▶ **Your objective**
Reproduce the announcement on aid in dying in Hawaii in full, word for word.

▶ **Text under study**
-=-=-

Compassion&Choices, the nation’s oldest and largest nonprofit organization working to improve care and expand choice at the end of life, and the Hawaii Death With Dignity Society (HDWDS), a local organization with similar goals, today announced the findings of a panel discussion on aid in dying. Experts on Hawaii law, medicine, elder care, legislative, and end-of-life issues concluded Hawaii physicians may already provide aid in dying subject to professional best-practice standards.
“Hawaii law, through a number of statutory enactments, and a provision in a 1909 law unique to Hawaii, already empowers terminally-ill patients with significant freedom to determine their course of medical care at the end of life and affords protection to physicians who provide care,” said panelist and Compassion&Choices Director of Legal Affairs Kathryn Tucker.

-=-=-

▶ **Source data**
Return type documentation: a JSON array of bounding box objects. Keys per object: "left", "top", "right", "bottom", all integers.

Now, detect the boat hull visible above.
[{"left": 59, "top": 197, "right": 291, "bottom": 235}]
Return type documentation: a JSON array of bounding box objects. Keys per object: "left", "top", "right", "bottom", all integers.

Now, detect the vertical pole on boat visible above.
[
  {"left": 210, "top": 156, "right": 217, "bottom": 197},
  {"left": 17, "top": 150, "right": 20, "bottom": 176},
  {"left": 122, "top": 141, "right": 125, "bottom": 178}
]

-=-=-

▶ **Your response**
Compassion&Choices, the nation’s oldest and largest nonprofit organization working to improve care and expand choice at the end of life, and the Hawaii Death With Dignity Society (HDWDS), a local organization with similar goals, today announced the findings of a panel discussion on aid in dying. Experts on Hawaii law, medicine, elder care, legislative, and end-of-life issues concluded Hawaii physicians may already provide aid in dying subject to professional best-practice standards.
“Hawaii law, through a number of statutory enactments, and a provision in a 1909 law unique to Hawaii, already empowers terminally-ill patients with significant freedom to determine their course of medical care at the end of life and affords protection to physicians who provide care,” said panelist and Compassion&Choices Director of Legal Affairs Kathryn Tucker.